• **WORK TO COMPLETE**:
a) According to the text on dispersion "bonds," what method was used to determine the structure of the tBu-triphenylmethane dimer?
b) List every chemical shift value in ppm that appears in the text on dispersion "bonds."
c) Write a continuation of the text on dispersion "bonds" and the short H…H distance, starting after its last sentence.

• **EXCERPTED TEXT**:
Dispersion "bonds": a new example with an ultra-short H…H distance.

Monday, June 26th, 2017

About 18 months ago, there was much discussion on this blog about a system reported by Bob Pascal and co-workers containing a short H…H contact of ~1.5Å[1]. In this system, the hydrogens were both attached to Si as Si-H…H-Si and compressed together by rings. Now a new report[2] and commented upon by Steve Bachrach, claims a similar distance for hydrogens attached to carbon, i.e. C-H…H-C, but without the ring compression.

This new example is the structure of an C3-symmetric all-meta tBu-triphenylmethane R-H…H-R dimer determined by neutron diffraction (DOI: 10.5517/ccdc.csd.cc1nc1bd) and the close interaction is achieved purely by attractions due to dispersion forces accumulating in the remainder of the molecules. This study also reports a diverse set of computed properties for this new system, but one property reported as part of the previous discussion was not presented, the 1JH-H coupling constant. I have computed it here in the hope that it might be possible to measure by some means, perhaps in the solid state?

The chemical shift of the R3CH proton is measured as a singlet at ~7.35 ppm (in deuterated benzene, Figure S6, SI). 

The value calculated using B3LYP/Def2-TZVPP (gas phase) is 7.39 and 7.69 ppm (averaged to 7.54 for a rapidly exchanging environment). The 1J coupling is calculated as 4.3 Hz at the B3LYP/Def2-TZVPP level, DOI: 10.14469/hpc/2699. The designation 1J is normally taken as a 1-bond pathway for the coupling. In this example, the designation of the H-H region as a “bond” is the interesting discussion point!

[Saved data entries]

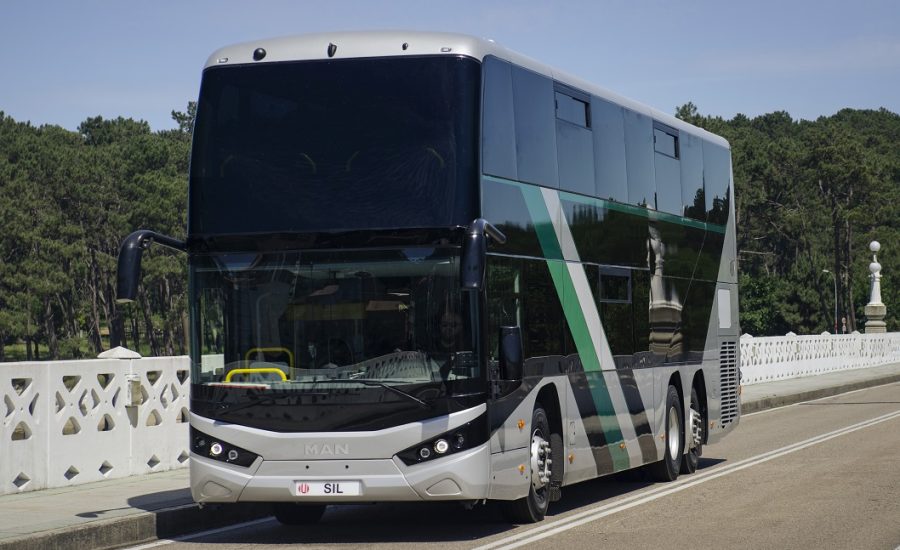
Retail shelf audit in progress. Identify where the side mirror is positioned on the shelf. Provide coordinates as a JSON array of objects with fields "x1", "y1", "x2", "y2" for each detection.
[
  {"x1": 116, "y1": 229, "x2": 187, "y2": 304},
  {"x1": 500, "y1": 327, "x2": 525, "y2": 382},
  {"x1": 459, "y1": 218, "x2": 506, "y2": 290}
]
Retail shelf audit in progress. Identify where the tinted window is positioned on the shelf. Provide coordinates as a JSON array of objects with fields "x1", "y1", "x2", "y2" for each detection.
[
  {"x1": 591, "y1": 97, "x2": 628, "y2": 202},
  {"x1": 481, "y1": 56, "x2": 516, "y2": 180},
  {"x1": 679, "y1": 133, "x2": 706, "y2": 220},
  {"x1": 487, "y1": 256, "x2": 563, "y2": 357},
  {"x1": 512, "y1": 66, "x2": 559, "y2": 187},
  {"x1": 189, "y1": 57, "x2": 478, "y2": 234},
  {"x1": 653, "y1": 128, "x2": 678, "y2": 158},
  {"x1": 600, "y1": 268, "x2": 631, "y2": 302},
  {"x1": 625, "y1": 109, "x2": 656, "y2": 209},
  {"x1": 556, "y1": 92, "x2": 590, "y2": 128},
  {"x1": 653, "y1": 124, "x2": 682, "y2": 216},
  {"x1": 703, "y1": 141, "x2": 731, "y2": 225}
]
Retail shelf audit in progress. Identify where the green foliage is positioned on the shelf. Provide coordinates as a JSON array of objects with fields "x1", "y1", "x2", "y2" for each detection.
[
  {"x1": 0, "y1": 102, "x2": 900, "y2": 361},
  {"x1": 0, "y1": 106, "x2": 190, "y2": 360},
  {"x1": 676, "y1": 103, "x2": 900, "y2": 335}
]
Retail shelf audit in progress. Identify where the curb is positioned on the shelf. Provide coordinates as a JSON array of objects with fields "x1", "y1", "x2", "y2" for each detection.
[
  {"x1": 741, "y1": 374, "x2": 900, "y2": 415},
  {"x1": 0, "y1": 503, "x2": 272, "y2": 550},
  {"x1": 0, "y1": 380, "x2": 900, "y2": 550}
]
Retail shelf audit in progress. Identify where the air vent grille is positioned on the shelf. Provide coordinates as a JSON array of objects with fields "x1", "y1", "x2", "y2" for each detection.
[{"x1": 719, "y1": 342, "x2": 740, "y2": 428}]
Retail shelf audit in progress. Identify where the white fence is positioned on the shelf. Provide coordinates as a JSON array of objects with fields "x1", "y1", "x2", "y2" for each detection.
[
  {"x1": 741, "y1": 332, "x2": 900, "y2": 385},
  {"x1": 0, "y1": 333, "x2": 900, "y2": 494},
  {"x1": 0, "y1": 357, "x2": 190, "y2": 494}
]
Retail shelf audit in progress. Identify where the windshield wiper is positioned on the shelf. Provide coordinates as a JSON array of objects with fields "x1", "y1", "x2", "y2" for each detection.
[{"x1": 320, "y1": 378, "x2": 433, "y2": 409}]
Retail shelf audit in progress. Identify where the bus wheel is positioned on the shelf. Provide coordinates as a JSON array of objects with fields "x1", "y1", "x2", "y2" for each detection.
[
  {"x1": 272, "y1": 502, "x2": 325, "y2": 525},
  {"x1": 503, "y1": 404, "x2": 553, "y2": 523},
  {"x1": 681, "y1": 388, "x2": 706, "y2": 474},
  {"x1": 650, "y1": 386, "x2": 684, "y2": 481}
]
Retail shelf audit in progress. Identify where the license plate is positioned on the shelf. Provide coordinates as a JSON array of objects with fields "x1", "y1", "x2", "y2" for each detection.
[{"x1": 294, "y1": 481, "x2": 362, "y2": 497}]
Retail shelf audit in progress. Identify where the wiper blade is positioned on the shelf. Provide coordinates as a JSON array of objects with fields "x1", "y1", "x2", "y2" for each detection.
[{"x1": 321, "y1": 378, "x2": 433, "y2": 409}]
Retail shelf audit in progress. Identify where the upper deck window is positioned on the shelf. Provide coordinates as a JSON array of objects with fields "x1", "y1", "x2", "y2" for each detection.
[
  {"x1": 189, "y1": 56, "x2": 481, "y2": 235},
  {"x1": 653, "y1": 125, "x2": 679, "y2": 159},
  {"x1": 556, "y1": 91, "x2": 591, "y2": 128}
]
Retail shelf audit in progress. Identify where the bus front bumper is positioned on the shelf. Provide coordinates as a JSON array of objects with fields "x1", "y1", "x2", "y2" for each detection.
[{"x1": 191, "y1": 443, "x2": 491, "y2": 504}]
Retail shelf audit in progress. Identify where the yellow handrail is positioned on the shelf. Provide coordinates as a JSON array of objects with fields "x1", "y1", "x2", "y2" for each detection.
[{"x1": 225, "y1": 367, "x2": 287, "y2": 382}]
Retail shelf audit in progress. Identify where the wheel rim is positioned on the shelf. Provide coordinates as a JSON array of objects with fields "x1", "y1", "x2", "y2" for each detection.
[
  {"x1": 531, "y1": 430, "x2": 553, "y2": 496},
  {"x1": 668, "y1": 407, "x2": 681, "y2": 460},
  {"x1": 691, "y1": 403, "x2": 703, "y2": 449}
]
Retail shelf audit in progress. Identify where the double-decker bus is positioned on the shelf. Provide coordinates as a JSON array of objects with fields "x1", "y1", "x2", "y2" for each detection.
[{"x1": 119, "y1": 32, "x2": 739, "y2": 524}]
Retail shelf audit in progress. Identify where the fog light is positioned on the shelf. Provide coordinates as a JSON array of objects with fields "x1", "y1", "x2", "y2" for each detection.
[{"x1": 209, "y1": 441, "x2": 224, "y2": 456}]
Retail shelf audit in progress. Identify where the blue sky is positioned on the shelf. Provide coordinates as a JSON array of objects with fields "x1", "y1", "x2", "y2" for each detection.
[{"x1": 0, "y1": 0, "x2": 900, "y2": 130}]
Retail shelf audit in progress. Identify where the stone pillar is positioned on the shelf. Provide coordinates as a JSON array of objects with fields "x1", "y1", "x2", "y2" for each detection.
[{"x1": 865, "y1": 241, "x2": 887, "y2": 334}]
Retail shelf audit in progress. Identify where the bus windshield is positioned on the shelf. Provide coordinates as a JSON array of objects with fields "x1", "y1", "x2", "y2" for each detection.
[
  {"x1": 191, "y1": 248, "x2": 483, "y2": 430},
  {"x1": 189, "y1": 56, "x2": 480, "y2": 237}
]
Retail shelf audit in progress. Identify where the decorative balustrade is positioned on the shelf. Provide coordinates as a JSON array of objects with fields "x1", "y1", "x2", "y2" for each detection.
[
  {"x1": 741, "y1": 332, "x2": 900, "y2": 385},
  {"x1": 0, "y1": 333, "x2": 900, "y2": 494},
  {"x1": 0, "y1": 357, "x2": 190, "y2": 494}
]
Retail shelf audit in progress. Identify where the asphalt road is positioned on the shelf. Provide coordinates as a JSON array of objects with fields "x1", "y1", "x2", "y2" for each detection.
[{"x1": 132, "y1": 384, "x2": 900, "y2": 550}]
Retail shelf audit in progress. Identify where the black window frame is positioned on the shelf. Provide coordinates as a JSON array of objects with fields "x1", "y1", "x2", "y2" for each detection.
[
  {"x1": 653, "y1": 120, "x2": 681, "y2": 160},
  {"x1": 597, "y1": 265, "x2": 632, "y2": 304},
  {"x1": 553, "y1": 85, "x2": 593, "y2": 130}
]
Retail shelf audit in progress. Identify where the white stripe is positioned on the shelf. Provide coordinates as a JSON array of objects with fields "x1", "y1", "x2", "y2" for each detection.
[
  {"x1": 475, "y1": 411, "x2": 900, "y2": 550},
  {"x1": 541, "y1": 188, "x2": 646, "y2": 466},
  {"x1": 541, "y1": 187, "x2": 581, "y2": 262},
  {"x1": 741, "y1": 382, "x2": 900, "y2": 419}
]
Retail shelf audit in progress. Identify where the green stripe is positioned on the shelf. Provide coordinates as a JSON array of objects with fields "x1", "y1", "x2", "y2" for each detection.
[
  {"x1": 482, "y1": 176, "x2": 725, "y2": 235},
  {"x1": 522, "y1": 186, "x2": 631, "y2": 471}
]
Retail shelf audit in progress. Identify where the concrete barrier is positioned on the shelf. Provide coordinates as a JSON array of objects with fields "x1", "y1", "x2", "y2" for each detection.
[
  {"x1": 741, "y1": 332, "x2": 900, "y2": 385},
  {"x1": 0, "y1": 357, "x2": 190, "y2": 494},
  {"x1": 0, "y1": 333, "x2": 900, "y2": 494}
]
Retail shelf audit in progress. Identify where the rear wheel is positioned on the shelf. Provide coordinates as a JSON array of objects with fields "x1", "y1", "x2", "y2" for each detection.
[
  {"x1": 681, "y1": 388, "x2": 706, "y2": 474},
  {"x1": 503, "y1": 404, "x2": 553, "y2": 523},
  {"x1": 272, "y1": 502, "x2": 325, "y2": 525},
  {"x1": 650, "y1": 386, "x2": 684, "y2": 481}
]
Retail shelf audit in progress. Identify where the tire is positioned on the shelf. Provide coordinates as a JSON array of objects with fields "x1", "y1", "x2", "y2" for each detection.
[
  {"x1": 503, "y1": 404, "x2": 552, "y2": 523},
  {"x1": 650, "y1": 386, "x2": 684, "y2": 481},
  {"x1": 272, "y1": 502, "x2": 325, "y2": 525},
  {"x1": 681, "y1": 388, "x2": 706, "y2": 474}
]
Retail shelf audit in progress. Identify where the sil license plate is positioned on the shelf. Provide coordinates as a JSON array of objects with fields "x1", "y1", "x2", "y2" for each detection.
[{"x1": 294, "y1": 481, "x2": 362, "y2": 497}]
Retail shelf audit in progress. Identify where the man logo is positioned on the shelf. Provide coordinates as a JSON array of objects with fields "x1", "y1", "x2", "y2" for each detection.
[{"x1": 303, "y1": 443, "x2": 350, "y2": 456}]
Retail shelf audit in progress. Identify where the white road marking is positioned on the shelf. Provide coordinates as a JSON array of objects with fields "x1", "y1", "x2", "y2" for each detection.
[
  {"x1": 125, "y1": 517, "x2": 275, "y2": 550},
  {"x1": 475, "y1": 411, "x2": 900, "y2": 550},
  {"x1": 741, "y1": 382, "x2": 900, "y2": 420}
]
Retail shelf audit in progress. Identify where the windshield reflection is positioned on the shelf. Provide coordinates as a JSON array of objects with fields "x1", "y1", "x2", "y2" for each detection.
[{"x1": 191, "y1": 248, "x2": 480, "y2": 401}]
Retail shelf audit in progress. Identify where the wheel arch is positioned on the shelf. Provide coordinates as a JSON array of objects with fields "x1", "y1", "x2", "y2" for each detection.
[{"x1": 691, "y1": 370, "x2": 709, "y2": 445}]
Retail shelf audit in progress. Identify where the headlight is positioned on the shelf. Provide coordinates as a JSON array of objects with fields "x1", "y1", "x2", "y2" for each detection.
[
  {"x1": 397, "y1": 415, "x2": 488, "y2": 466},
  {"x1": 191, "y1": 426, "x2": 259, "y2": 468}
]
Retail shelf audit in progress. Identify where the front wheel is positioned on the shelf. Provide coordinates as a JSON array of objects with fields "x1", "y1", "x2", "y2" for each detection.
[
  {"x1": 681, "y1": 388, "x2": 706, "y2": 474},
  {"x1": 650, "y1": 386, "x2": 684, "y2": 481},
  {"x1": 503, "y1": 404, "x2": 553, "y2": 523}
]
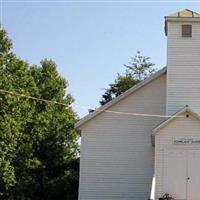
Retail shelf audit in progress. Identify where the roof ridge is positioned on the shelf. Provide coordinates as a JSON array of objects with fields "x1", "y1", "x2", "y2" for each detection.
[{"x1": 75, "y1": 67, "x2": 167, "y2": 128}]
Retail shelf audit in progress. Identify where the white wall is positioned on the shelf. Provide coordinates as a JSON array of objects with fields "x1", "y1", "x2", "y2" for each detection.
[
  {"x1": 155, "y1": 112, "x2": 200, "y2": 198},
  {"x1": 79, "y1": 75, "x2": 166, "y2": 200},
  {"x1": 167, "y1": 22, "x2": 200, "y2": 114}
]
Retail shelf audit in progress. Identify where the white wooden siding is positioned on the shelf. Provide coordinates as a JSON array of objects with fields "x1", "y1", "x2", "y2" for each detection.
[
  {"x1": 167, "y1": 22, "x2": 200, "y2": 114},
  {"x1": 155, "y1": 115, "x2": 200, "y2": 199},
  {"x1": 79, "y1": 74, "x2": 166, "y2": 200}
]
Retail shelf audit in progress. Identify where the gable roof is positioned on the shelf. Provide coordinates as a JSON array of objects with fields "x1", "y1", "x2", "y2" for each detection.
[
  {"x1": 75, "y1": 67, "x2": 167, "y2": 128},
  {"x1": 152, "y1": 106, "x2": 200, "y2": 136},
  {"x1": 167, "y1": 9, "x2": 200, "y2": 18}
]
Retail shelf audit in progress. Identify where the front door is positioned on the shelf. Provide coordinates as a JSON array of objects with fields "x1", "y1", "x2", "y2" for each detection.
[
  {"x1": 163, "y1": 149, "x2": 200, "y2": 200},
  {"x1": 187, "y1": 150, "x2": 200, "y2": 200}
]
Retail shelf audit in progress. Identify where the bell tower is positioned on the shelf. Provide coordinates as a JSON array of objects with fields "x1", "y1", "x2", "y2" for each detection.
[{"x1": 165, "y1": 9, "x2": 200, "y2": 115}]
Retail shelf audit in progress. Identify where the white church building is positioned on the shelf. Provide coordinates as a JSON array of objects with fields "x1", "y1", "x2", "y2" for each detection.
[{"x1": 76, "y1": 9, "x2": 200, "y2": 200}]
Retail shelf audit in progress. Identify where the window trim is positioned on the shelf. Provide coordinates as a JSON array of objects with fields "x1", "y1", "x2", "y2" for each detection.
[{"x1": 181, "y1": 24, "x2": 192, "y2": 38}]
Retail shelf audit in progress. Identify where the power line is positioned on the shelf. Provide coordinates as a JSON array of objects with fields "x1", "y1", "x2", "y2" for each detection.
[
  {"x1": 0, "y1": 89, "x2": 69, "y2": 107},
  {"x1": 105, "y1": 110, "x2": 184, "y2": 118},
  {"x1": 0, "y1": 89, "x2": 184, "y2": 118}
]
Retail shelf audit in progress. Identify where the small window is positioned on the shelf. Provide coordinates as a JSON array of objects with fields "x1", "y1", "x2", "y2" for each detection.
[{"x1": 182, "y1": 25, "x2": 192, "y2": 37}]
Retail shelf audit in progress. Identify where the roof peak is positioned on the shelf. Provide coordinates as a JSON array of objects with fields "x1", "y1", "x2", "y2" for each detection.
[{"x1": 166, "y1": 8, "x2": 200, "y2": 18}]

• **TASK RESPONSES**:
a) Neutron diffraction.

b) 7.35 ppm, 7.39 ppm, 7.69 ppm, 7.54 ppm

c)
I end by noting here my observation that although the neutron diffraction study of ammonium tetraphenylborate shows the  N-H protons as pointing directly towards the centroid of phenyl groups, the original observation[3] was made that “even at 20 K the ammonium ion performs large amplitude motions which allow the N-H vectors to sample the entire face of the aromatic system”.  The equivalent thermal motion for the triphenylmethane system here would have the  C-H vectors orbiting around each other in a manner that increases the H-H separation, but which averages out to them pointing directly towards one another?  The calculated normal coordinate analysis of this system is not available from the article SI, so the ease of  C-C-H bending to achieve such motion is difficult to ascertain. Perhaps trying to detect the 1J coupling might illuminate whether this happens?

Postscript. Prof Schreiner has indicated that that the methine assignment is 5.79 ppm (b below) and not 7.35 as marked with a diamond in the S6 figure caption (a below). This is of course measured in d6-benzene solution and applies to the monomer, not presumably the dimer. The calculated value of 7.54 ppm as reported above applies specifically to the dimer, which suggests a significant shift of ~2ppm upon dimer formation. It would be interesting to verify this prediction via a solid-state measurement.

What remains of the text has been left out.